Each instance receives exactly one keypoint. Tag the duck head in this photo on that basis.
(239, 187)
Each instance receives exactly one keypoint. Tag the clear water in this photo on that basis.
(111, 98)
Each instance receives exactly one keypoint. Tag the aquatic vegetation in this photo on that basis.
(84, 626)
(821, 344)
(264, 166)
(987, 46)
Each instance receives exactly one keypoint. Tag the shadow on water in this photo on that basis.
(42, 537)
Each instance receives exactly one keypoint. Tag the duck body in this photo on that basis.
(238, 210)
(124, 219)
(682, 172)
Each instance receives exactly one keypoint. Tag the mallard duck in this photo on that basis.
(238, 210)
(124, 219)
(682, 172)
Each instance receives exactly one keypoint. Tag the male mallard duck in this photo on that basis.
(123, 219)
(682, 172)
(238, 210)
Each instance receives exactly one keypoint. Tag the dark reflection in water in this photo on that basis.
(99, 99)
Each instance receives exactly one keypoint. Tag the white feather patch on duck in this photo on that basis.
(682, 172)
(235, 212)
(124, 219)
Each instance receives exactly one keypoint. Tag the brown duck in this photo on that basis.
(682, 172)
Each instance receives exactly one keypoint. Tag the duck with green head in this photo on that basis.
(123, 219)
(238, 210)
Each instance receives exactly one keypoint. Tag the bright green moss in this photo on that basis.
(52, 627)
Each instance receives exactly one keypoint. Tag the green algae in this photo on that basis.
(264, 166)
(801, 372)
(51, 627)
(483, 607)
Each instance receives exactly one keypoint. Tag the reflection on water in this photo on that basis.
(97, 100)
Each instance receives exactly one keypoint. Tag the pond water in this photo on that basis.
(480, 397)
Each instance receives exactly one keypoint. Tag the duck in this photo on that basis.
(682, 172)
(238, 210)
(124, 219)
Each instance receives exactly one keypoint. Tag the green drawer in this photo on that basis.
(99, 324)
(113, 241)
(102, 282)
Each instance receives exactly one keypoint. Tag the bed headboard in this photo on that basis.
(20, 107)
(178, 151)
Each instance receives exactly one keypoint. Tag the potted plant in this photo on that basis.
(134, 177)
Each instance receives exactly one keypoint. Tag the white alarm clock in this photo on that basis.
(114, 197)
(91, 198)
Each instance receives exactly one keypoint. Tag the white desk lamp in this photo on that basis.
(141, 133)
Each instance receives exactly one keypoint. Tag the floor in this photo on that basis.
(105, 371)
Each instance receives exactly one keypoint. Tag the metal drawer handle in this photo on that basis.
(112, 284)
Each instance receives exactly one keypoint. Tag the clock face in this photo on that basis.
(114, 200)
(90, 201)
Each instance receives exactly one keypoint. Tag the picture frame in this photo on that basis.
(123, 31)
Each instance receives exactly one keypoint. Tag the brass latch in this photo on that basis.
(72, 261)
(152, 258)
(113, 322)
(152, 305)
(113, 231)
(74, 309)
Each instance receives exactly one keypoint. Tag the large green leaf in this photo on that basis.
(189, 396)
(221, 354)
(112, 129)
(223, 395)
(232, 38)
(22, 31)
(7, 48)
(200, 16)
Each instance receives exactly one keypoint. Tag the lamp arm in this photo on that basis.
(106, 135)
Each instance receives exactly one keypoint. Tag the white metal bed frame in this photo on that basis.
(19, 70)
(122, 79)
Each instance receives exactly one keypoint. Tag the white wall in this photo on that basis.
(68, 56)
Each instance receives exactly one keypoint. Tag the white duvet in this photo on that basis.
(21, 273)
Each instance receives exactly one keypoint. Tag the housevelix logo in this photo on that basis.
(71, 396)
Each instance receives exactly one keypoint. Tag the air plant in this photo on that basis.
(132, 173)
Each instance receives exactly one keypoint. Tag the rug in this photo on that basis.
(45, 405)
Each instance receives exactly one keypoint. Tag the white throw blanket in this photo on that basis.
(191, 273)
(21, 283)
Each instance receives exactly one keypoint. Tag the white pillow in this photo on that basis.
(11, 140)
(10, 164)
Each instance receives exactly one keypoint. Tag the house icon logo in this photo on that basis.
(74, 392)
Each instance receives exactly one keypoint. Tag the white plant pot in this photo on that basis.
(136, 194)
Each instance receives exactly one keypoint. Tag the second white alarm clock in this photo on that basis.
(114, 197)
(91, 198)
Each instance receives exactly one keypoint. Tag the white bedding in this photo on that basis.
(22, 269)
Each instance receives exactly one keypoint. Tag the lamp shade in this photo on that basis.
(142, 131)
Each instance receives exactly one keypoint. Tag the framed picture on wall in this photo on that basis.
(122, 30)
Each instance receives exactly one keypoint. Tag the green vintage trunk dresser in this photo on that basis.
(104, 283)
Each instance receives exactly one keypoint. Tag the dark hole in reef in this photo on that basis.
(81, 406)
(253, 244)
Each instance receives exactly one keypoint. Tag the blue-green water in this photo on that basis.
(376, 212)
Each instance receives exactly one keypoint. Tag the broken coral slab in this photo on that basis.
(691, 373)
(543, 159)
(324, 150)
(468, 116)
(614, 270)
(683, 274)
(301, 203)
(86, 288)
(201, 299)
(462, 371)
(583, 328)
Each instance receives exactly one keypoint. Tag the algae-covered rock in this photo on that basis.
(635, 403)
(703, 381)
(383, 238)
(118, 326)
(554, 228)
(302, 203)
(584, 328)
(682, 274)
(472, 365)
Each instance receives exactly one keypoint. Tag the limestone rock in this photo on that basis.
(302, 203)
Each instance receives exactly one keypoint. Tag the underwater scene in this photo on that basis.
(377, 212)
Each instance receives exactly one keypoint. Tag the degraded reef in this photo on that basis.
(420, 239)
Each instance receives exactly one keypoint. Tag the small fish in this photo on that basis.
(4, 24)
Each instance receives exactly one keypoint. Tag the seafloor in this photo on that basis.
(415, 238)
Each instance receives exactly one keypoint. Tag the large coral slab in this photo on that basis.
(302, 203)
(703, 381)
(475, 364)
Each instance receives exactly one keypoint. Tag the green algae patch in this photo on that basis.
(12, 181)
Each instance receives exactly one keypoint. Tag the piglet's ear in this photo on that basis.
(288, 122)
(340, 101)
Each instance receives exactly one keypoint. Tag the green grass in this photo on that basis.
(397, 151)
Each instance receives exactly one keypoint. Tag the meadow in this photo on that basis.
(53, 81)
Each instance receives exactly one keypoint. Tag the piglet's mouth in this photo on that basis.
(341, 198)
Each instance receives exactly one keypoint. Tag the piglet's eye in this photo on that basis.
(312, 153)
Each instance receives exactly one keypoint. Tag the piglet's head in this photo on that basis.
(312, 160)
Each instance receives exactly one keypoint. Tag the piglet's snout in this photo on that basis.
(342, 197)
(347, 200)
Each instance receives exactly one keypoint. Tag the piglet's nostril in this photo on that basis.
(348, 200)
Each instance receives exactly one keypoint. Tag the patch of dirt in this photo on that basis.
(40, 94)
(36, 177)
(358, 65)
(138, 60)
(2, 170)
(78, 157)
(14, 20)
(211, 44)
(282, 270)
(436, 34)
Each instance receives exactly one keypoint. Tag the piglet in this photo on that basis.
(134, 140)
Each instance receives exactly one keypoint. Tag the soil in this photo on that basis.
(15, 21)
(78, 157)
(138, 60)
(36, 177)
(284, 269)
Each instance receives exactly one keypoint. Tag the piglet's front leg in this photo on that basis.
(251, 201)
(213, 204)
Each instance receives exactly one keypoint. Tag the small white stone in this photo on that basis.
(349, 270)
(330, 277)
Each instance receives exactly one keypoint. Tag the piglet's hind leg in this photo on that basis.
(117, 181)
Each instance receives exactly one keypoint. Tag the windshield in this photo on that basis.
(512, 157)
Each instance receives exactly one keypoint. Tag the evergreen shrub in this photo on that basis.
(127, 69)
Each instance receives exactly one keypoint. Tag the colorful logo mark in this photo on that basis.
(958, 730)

Work to do: Can you arrange all of the rows above as a numbered list, leaving out any blank lines?

The reply:
1. Each instance receives exactly one keypoint. Tag the duck head in this photo on that basis.
2. (239, 187)
3. Each instance receives exactly one keypoint. Tag the clear water in this photo on that basis.
4. (111, 98)
5. Each instance receives exactly one keypoint. Tag the aquatic vegetation in this photo on that basis.
6. (84, 626)
7. (821, 344)
8. (264, 166)
9. (987, 46)
10. Each instance receives exactly one keypoint. Tag the shadow on water in this photo on that basis.
11. (42, 537)
12. Each instance receives exactly one keypoint. Tag the duck body in this photo on that basis.
13. (238, 210)
14. (124, 219)
15. (682, 172)
16. Each instance receives exactly one keypoint. Tag the mallard duck in this photo on that basis.
17. (238, 210)
18. (124, 219)
19. (682, 172)
20. Each instance receives exactly one keypoint. Tag the male mallard duck in this photo on that basis.
21. (123, 219)
22. (682, 172)
23. (238, 210)
24. Each instance receives exactly one keypoint. Tag the dark reflection in water in this photo on that basis.
25. (99, 99)
26. Each instance receives exactly one keypoint. Tag the white feather patch on duck in this photo on that basis.
27. (682, 172)
28. (235, 212)
29. (124, 219)
30. Each instance receives exactly one keypoint. Tag the brown duck in this photo on that basis.
31. (682, 172)
32. Each instance receives exactly one keypoint. Tag the duck with green head in this photo on that basis.
33. (123, 219)
34. (238, 210)
35. Each instance receives exactly one keypoint. Tag the bright green moss in this photo on that basis.
36. (52, 627)
37. Each instance receives exactly one keypoint. Tag the green algae in this photo on that basis.
38. (264, 166)
39. (801, 372)
40. (51, 627)
41. (483, 607)
42. Each instance receives exactly one keypoint. Tag the reflection on water in this photo on that basis.
43. (97, 100)
44. Each instance receives exactly one keypoint. Tag the pond water in this photo on that basis.
45. (480, 397)
46. Each instance receives exactly one keypoint. Tag the duck in this photo on that basis.
47. (682, 172)
48. (238, 210)
49. (124, 219)
50. Each instance receives exactly one keypoint. Tag the green drawer in this photo on that basis.
51. (99, 324)
52. (113, 241)
53. (102, 282)
54. Each instance receives exactly one keypoint. Tag the bed headboard in this photo on that basis.
55. (20, 107)
56. (178, 151)
57. Each instance receives exactly one keypoint. Tag the potted plant in this photo on that basis.
58. (134, 177)
59. Each instance receives exactly one keypoint. Tag the white alarm clock in this photo on that basis.
60. (114, 197)
61. (91, 198)
62. Each instance receives exactly one keypoint. Tag the white desk lamp in this photo on that basis.
63. (141, 133)
64. Each instance receives exactly one keypoint. Tag the floor in this photo on that basis.
65. (105, 371)
66. Each instance receives exactly one keypoint. Tag the metal drawer handle in this photo on that basis.
67. (112, 284)
68. Each instance receives exactly one keypoint. Tag the clock face in this photo on that basis.
69. (114, 200)
70. (90, 201)
71. Each instance receives exactly one keypoint. Tag the picture frame in this photo on that basis.
72. (123, 31)
73. Each instance receives exactly one keypoint. Tag the brass latch in this photo on that basis.
74. (72, 261)
75. (152, 258)
76. (113, 322)
77. (152, 305)
78. (113, 231)
79. (74, 309)
80. Each instance receives exactly one keypoint. Tag the large green leaf in this photo on that basis.
81. (189, 396)
82. (221, 354)
83. (112, 129)
84. (223, 395)
85. (232, 38)
86. (22, 31)
87. (7, 48)
88. (200, 16)
89. Each instance receives exactly one keypoint. Tag the lamp arm in this photo on that basis.
90. (106, 135)
91. Each instance receives exactly one keypoint. Tag the white metal bed frame in this photo on that basis.
92. (19, 70)
93. (122, 79)
94. Each instance receives exactly one keypoint. Tag the white wall in this photo on that basis.
95. (68, 56)
96. Each instance receives exactly one keypoint. Tag the white duvet in this photo on that basis.
97. (21, 273)
98. Each instance receives exactly one keypoint. Tag the housevelix logo in this photo on that basis.
99. (71, 396)
100. Each instance receives exactly one keypoint. Tag the air plant in this photo on that basis.
101. (132, 173)
102. Each instance receives exactly one keypoint. Tag the rug in this photo on that basis.
103. (45, 405)
104. Each instance receives exactly one keypoint. Tag the white throw blanket in this photo on that basis.
105. (191, 273)
106. (21, 283)
107. Each instance receives exactly one keypoint. Tag the white pillow in this photo on that basis.
108. (11, 140)
109. (10, 164)
110. Each instance receives exactly one keypoint. Tag the house icon logo in this photo on that basis.
111. (74, 392)
112. Each instance receives exactly one keypoint. Tag the white plant pot in this photo on that basis.
113. (136, 194)
114. Each instance receives exactly one keypoint. Tag the second white alarm clock in this photo on that basis.
115. (114, 197)
116. (91, 198)
117. Each instance receives exactly one keypoint. Tag the white bedding in this photo on that basis.
118. (22, 269)
119. Each instance receives exactly one keypoint. Tag the lamp shade in this photo on that basis.
120. (142, 131)
121. Each instance receives exactly one keypoint. Tag the framed picture on wall in this photo on that basis.
122. (122, 30)
123. Each instance receives exactly one keypoint. Tag the green vintage trunk dresser in this photo on that basis.
124. (104, 283)
125. Each instance receives exactly one keypoint. Tag the dark hole in reef in this photo on that basis.
126. (81, 406)
127. (253, 244)
128. Each instance receives exactly one keypoint. Tag the blue-green water in this photo on that basis.
129. (376, 212)
130. Each instance receives exactly one keypoint. Tag the broken coral slab in this photo on that basis.
131. (691, 373)
132. (543, 159)
133. (324, 150)
134. (468, 116)
135. (614, 270)
136. (683, 274)
137. (301, 203)
138. (86, 288)
139. (201, 299)
140. (462, 371)
141. (583, 328)
142. Each instance receives exactly one keypoint. Tag the algae-covered rock in this photo on that basis.
143. (635, 403)
144. (703, 381)
145. (383, 238)
146. (118, 326)
147. (554, 228)
148. (302, 203)
149. (584, 328)
150. (682, 274)
151. (472, 365)
152. Each instance receives exactly one keypoint. Tag the limestone rock in this photo on that basis.
153. (302, 203)
154. Each instance receives exactly one keypoint. Tag the underwater scene in this photo on that basis.
155. (377, 212)
156. Each instance receives exactly one keypoint. Tag the degraded reef in this photo on that basis.
157. (420, 239)
158. Each instance receives exactly one keypoint. Tag the small fish in this photo on that basis.
159. (4, 24)
160. Each instance receives exactly one keypoint. Tag the seafloor in this photo on that basis.
161. (415, 238)
162. Each instance receives exactly one keypoint. Tag the large coral slab in this photo on that basis.
163. (302, 203)
164. (703, 381)
165. (475, 364)
166. Each instance receives exactly one keypoint. Tag the green algae patch in this photo on that basis.
167. (12, 181)
168. Each instance receives exactly one keypoint. Tag the piglet's ear in this photo on that basis.
169. (288, 122)
170. (340, 101)
171. Each instance receives exactly one keypoint. Tag the green grass in this photo on that basis.
172. (397, 151)
173. Each instance receives exactly one keypoint. Tag the meadow in this photo on that basis.
174. (53, 81)
175. Each instance receives exactly one keypoint. Tag the piglet's mouth in this photo on that basis.
176. (341, 198)
177. Each instance receives exactly one keypoint. Tag the piglet's eye in this photo on that basis.
178. (312, 153)
179. Each instance receives exactly one keypoint. Tag the piglet's head in this photo on that basis.
180. (312, 160)
181. Each instance receives exactly one keypoint. Tag the piglet's snout in this photo on that basis.
182. (342, 197)
183. (347, 200)
184. Each instance receives exactly one keypoint. Tag the piglet's nostril in this photo on that basis.
185. (348, 200)
186. Each instance receives exactly one keypoint. Tag the patch of dirt in this photo on that basis.
187. (40, 94)
188. (36, 177)
189. (358, 65)
190. (138, 60)
191. (2, 170)
192. (78, 157)
193. (14, 20)
194. (211, 44)
195. (282, 270)
196. (436, 34)
197. Each instance receives exactly one keypoint. Tag the piglet in this photo on that basis.
198. (134, 140)
199. Each instance receives exactly one keypoint. Tag the soil in this photo on that basis.
200. (15, 21)
201. (78, 157)
202. (138, 60)
203. (36, 177)
204. (284, 269)
205. Each instance receives exactly one keypoint. Tag the piglet's front leg in this photo on that basis.
206. (251, 201)
207. (213, 204)
208. Each instance receives exactly one keypoint. Tag the small white stone in this photo on that basis.
209. (349, 270)
210. (330, 277)
211. Each instance receives exactly one keypoint. Tag the piglet's hind leg in this photo on that basis.
212. (117, 181)
213. Each instance receives exactly one keypoint. Tag the windshield in this photo on that basis.
214. (512, 157)
215. Each instance receives exactly one keypoint. Tag the evergreen shrub in this photo on that basis.
216. (127, 69)
217. Each instance receives exactly one keypoint. Tag the colorful logo mark in this photo on that basis.
218. (958, 730)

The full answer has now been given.